---------- 元の文章

ダージリンでもトイ・トレインには乗ったが、あれは時間が短かったので乗った気がしなかった。これは景色も堪能したし、乗った~という気がする。

線路の両側には最初は松の木がたくさん見られたが、標高が高くなるにつれてヒマラヤ杉に変わっていった。途中、2,3回駅に停車をした際、顔の黒い猿が近づいてきて人々から餌を貰っていた。尾長猿の種類だとか。上の方に行くと、今度は違う種類の顔の赤い猿がいて、ニホンザルによく似ている。シムラーの町中にも我が物顔で生活をする猿達がいた。

シムラーはイギリスの統治時代は夏の首都だったところで、ヨーロッパ風の建物が多い。当時の首都はコルカタ。

バザール
メインストリートでいろんなお店が出ている。
斜面に出来た街なのでここまで上がって来るのに、エレベーターで2回乗り継いで来る。

ヴァイス・リーガル・ロッジ (旧総提督邸)
ここで、当時インドであったパキスタンとの国境線をどのようにするかなど話し合われた。当時ラホールはインドのパンジャブ州にあった。ガイドさんのお祖父さんはここの出身で鍛冶屋さんをしていたとか。

ヒマーチャル博物館
ここは細密画が多く展示されていて、一千四百万年前の木の根っこの化石が無造作に置いてあった。

7月15日 (月)
クライストチャーチの外観を見てカルカへ。
ここからは約3時間半で特別列車にてデリーへ戻ります。線路の両側には田園地帯が広がっていた。途中には夕食や軽食などが出てサービスが良かった。

7月16日 (火)
デリー市内観光へ。
階段井戸(アグルセーン・キ・バオリ)
雨季と乾季で気候が大きく異なるインドでは雨水を確保するのが重要なため、井戸施設を作る必要があった。各地に作られているのを見ているが、彫刻など施されているし、実用的な施設なのに、美術的にも素晴らしい。

ガンジー記念博物館
暗殺された場所と建物の中には人形によるガンジーの業績(南アフリカでの人種差別に対して身分証明書を燃やした件や塩の行進など)の説明がしてあった。

インド映画鑑賞
巨大なモールの中にある映画館でとても綺麗でこれまでの人生であんな贅沢な椅子に座って映画を見たことがない。上映前には全員が立ち上がってインドの国家?を聞いた。内心、仰々しいな・・・と。
映画は[Super 30]という6月に封切られたばかりの実在の天才数学者が主人公。言葉は分からないが、画面を見ているだけでストーリーが分かった。
時間の関係で全部は見られないと聞いていたので、残りは日本で見るチャンスがあればいいなと思っている。
→2022年に日本でも封切られて見ました。「王の子供が王になるのではない。能力のあるものが王になるのだ」というアーナンダ先生は何度も命を狙われたことがあります。その教育方針は世界中から絶賛を浴びています。

--------------------
---------- 提供資料

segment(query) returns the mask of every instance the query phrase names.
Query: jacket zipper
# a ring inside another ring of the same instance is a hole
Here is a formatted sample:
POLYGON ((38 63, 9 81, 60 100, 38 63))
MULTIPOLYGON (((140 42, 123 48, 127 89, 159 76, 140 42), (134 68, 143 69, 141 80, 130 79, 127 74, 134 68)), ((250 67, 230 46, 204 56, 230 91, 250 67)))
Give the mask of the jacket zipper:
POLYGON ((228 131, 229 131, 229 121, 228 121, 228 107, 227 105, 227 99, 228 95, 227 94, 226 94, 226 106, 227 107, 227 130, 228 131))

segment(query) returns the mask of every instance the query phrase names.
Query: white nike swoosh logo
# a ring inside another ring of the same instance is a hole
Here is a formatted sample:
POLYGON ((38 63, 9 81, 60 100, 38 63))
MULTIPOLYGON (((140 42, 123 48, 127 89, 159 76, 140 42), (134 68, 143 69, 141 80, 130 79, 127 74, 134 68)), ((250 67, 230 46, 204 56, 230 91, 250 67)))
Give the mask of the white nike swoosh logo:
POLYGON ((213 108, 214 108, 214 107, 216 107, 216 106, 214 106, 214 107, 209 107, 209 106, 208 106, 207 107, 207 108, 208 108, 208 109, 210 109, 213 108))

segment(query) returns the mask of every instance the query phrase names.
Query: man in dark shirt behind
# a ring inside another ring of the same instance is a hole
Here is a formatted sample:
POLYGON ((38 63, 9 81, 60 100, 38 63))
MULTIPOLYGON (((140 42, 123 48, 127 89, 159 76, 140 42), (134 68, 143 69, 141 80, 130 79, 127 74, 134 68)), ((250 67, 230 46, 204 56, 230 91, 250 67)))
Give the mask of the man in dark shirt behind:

--------------------
---------- 提供資料

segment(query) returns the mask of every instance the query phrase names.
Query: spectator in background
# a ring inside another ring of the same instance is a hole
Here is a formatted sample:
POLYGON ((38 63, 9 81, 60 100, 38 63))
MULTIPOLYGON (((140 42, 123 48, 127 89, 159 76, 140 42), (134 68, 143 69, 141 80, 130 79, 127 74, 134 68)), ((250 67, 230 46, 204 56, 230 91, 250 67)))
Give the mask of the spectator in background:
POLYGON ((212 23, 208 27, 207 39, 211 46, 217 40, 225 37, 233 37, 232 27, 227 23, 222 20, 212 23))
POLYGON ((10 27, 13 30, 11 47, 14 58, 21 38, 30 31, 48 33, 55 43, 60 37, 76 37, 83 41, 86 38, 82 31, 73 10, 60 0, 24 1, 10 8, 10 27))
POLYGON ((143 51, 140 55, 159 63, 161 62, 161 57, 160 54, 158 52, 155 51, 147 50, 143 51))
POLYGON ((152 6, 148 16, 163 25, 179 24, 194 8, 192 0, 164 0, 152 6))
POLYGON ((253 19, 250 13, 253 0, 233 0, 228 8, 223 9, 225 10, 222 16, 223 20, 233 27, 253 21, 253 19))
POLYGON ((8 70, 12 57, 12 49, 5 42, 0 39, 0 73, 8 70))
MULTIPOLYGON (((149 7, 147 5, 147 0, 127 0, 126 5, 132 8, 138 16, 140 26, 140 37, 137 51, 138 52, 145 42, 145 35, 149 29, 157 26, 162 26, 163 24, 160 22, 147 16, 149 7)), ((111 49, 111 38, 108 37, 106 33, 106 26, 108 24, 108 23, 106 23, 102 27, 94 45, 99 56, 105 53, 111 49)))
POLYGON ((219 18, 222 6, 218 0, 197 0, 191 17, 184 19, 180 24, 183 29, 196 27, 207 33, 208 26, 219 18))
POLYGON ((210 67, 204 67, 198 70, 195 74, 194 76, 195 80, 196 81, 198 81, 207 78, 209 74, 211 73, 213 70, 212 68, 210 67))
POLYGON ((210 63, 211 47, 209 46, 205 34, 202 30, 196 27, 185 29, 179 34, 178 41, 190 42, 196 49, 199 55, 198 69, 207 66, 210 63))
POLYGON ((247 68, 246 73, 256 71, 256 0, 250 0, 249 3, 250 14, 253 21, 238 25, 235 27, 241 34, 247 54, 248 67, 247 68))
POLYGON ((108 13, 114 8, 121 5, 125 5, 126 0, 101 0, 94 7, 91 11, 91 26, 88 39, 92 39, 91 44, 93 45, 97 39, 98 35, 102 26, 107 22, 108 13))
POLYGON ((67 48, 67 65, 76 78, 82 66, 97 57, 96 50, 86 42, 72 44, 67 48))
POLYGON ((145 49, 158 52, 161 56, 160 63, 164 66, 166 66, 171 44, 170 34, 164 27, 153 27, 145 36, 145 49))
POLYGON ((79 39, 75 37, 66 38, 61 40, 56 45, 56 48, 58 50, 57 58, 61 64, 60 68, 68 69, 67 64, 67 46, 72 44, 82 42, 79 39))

--------------------

* [作業指示 1]: インド旅行記の「線路の両側には最初は松の木が」から「多い。当時の首都はコルカタ。」までを、「シムラー」を「シムラ」に変えてそのまま書き直すこと。
* [作業指示 2]: インド旅行記の「線路の両側には最初は」で始まる段落を、主な事実を残して箇条書きにまとめること。

* [作業結果 1]:
線路の両側には最初は松の木がたくさん見られたが、標高が高くなるにつれてヒマラヤ杉に変わっていった。途中、2,3回駅に停車をした際、顔の黒い猿が近づいてきて人々から餌を貰っていた。尾長猿の種類だとか。上の方に行くと、今度は違う種類の顔の赤い猿がいて、ニホンザルによく似ている。シムラの町中にも我が物顔で生活をする猿達がいた。

シムラはイギリスの統治時代は夏の首都だったところで、ヨーロッパ風の建物が多い。当時の首都はコルカタ。

* [作業結果 2]:
- 線路の両側は、最初は松の木が多く、標高が上がるにつれてヒマラヤ杉に変わった。
- 途中の駅に2,3回停車した際、顔の黒い猿(尾長猿の種類とのこと)が近づいてきて、人々から餌をもらっていた。
- 上の方では、ニホンザルによく似た顔の赤い猿がいた。
- シムラーの町中にも、我が物顔で暮らす猿たちがいた。